DATA TO USE:
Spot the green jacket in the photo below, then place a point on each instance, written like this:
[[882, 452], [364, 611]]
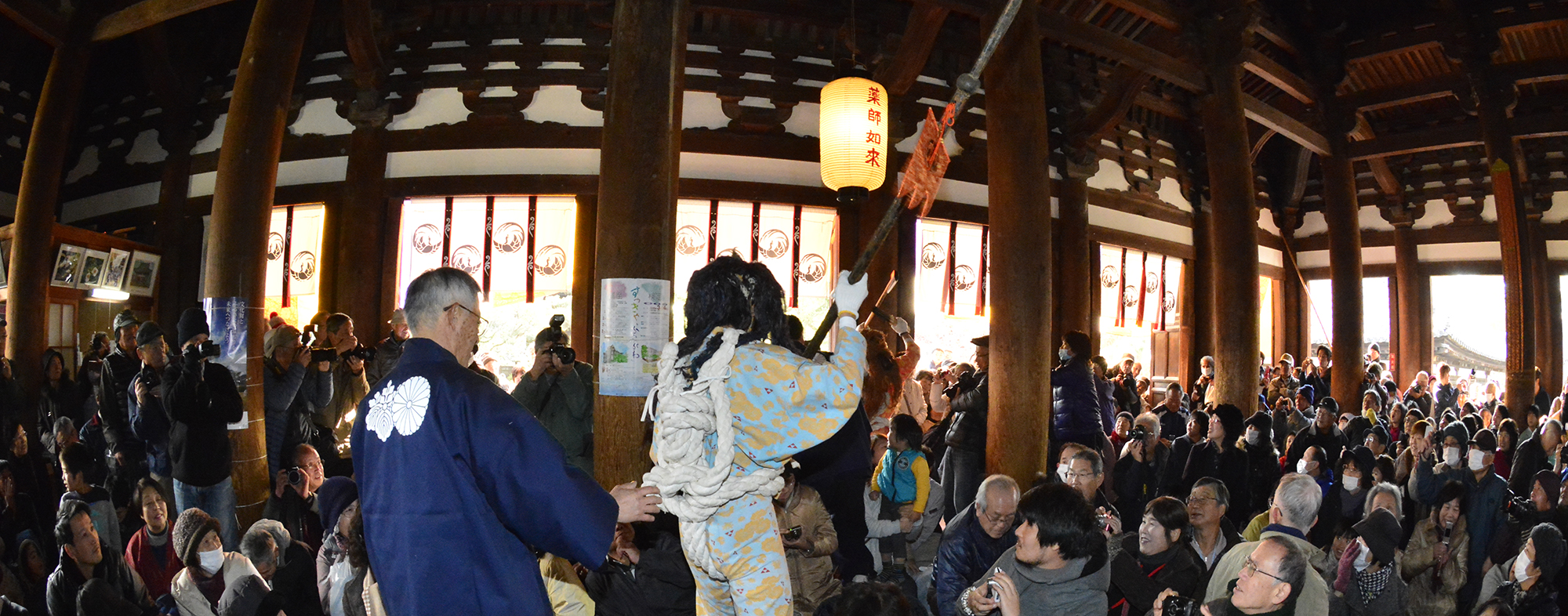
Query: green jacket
[[565, 407]]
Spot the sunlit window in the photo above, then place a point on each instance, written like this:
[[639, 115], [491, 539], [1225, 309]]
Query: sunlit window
[[294, 263], [797, 244], [953, 292], [518, 248]]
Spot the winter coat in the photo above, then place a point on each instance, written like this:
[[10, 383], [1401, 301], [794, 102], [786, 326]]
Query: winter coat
[[194, 603], [1080, 589], [292, 396], [1136, 585], [811, 571], [565, 408], [67, 581], [156, 565], [1076, 413], [201, 400], [965, 557], [1395, 601], [968, 429], [1434, 592]]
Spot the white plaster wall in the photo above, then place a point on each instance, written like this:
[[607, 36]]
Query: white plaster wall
[[319, 117]]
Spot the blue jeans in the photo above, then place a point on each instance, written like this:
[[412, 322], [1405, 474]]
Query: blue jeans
[[219, 502]]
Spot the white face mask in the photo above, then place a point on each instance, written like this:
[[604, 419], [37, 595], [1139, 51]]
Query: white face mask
[[1451, 457], [211, 562], [1476, 460], [1363, 557], [1522, 568]]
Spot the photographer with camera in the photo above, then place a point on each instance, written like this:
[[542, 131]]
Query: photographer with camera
[[559, 391], [294, 388], [201, 400], [294, 495], [336, 421]]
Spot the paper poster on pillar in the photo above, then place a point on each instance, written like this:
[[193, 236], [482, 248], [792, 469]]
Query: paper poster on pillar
[[634, 327], [227, 322]]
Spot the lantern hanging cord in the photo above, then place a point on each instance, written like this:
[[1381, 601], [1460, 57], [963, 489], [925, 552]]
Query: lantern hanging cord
[[967, 85]]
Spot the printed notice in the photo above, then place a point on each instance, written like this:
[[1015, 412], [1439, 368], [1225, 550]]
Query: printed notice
[[634, 327]]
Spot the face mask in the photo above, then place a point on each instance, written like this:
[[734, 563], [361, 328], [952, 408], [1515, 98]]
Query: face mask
[[1522, 568], [1363, 557], [211, 562], [1451, 457]]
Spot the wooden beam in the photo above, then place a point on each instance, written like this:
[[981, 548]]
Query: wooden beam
[[901, 71], [37, 20], [1285, 125], [1109, 45], [143, 15], [1265, 67]]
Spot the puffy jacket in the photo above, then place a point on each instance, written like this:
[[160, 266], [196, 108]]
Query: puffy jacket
[[970, 410], [965, 557], [1075, 404]]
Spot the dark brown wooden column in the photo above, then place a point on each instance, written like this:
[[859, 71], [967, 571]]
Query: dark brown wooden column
[[361, 228], [1075, 278], [1233, 223], [1022, 294], [639, 175], [32, 234], [242, 206]]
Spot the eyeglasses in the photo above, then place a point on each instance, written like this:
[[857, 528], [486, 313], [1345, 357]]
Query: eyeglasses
[[466, 310], [1252, 568]]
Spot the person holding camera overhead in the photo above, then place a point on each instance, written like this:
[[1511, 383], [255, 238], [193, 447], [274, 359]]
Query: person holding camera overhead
[[201, 400], [559, 391]]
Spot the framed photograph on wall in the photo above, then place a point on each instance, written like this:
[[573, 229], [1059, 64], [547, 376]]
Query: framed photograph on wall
[[117, 269], [93, 269], [68, 266], [143, 274]]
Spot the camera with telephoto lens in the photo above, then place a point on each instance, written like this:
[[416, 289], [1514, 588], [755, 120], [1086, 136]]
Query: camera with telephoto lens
[[1178, 606], [561, 352]]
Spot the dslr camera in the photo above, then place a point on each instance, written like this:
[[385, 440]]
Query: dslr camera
[[559, 350], [1178, 606]]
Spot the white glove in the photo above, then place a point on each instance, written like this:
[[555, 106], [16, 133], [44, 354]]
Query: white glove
[[849, 295]]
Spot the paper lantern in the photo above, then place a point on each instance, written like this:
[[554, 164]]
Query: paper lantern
[[854, 134]]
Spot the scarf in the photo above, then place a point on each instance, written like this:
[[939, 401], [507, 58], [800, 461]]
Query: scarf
[[1373, 585]]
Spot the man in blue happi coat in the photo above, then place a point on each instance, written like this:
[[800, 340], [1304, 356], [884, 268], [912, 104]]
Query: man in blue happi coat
[[459, 484]]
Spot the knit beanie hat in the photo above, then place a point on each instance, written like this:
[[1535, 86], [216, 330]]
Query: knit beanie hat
[[191, 531], [125, 319], [1382, 534], [333, 498], [148, 333], [194, 324], [1552, 485], [1550, 549]]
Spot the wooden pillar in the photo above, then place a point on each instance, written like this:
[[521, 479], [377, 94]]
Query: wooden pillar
[[1075, 280], [32, 234], [639, 175], [360, 225], [1407, 306], [1022, 295], [242, 206], [1233, 223]]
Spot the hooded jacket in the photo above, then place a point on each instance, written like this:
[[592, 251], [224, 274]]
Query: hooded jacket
[[1078, 589]]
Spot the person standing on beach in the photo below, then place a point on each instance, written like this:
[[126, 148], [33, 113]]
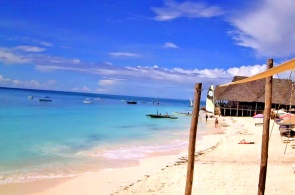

WRITTEN TASK: Please express the records from their start through the line containing "[[565, 407]]" as a JSON list of strings, one string per line, with blank lines skipped and the pictures left out.

EXERCISE RESULT:
[
  "Spot the green jacket in the photo below, then place a point on each instance, written like this:",
  "[[882, 452], [364, 611]]",
  "Query: green jacket",
  "[[565, 407]]"
]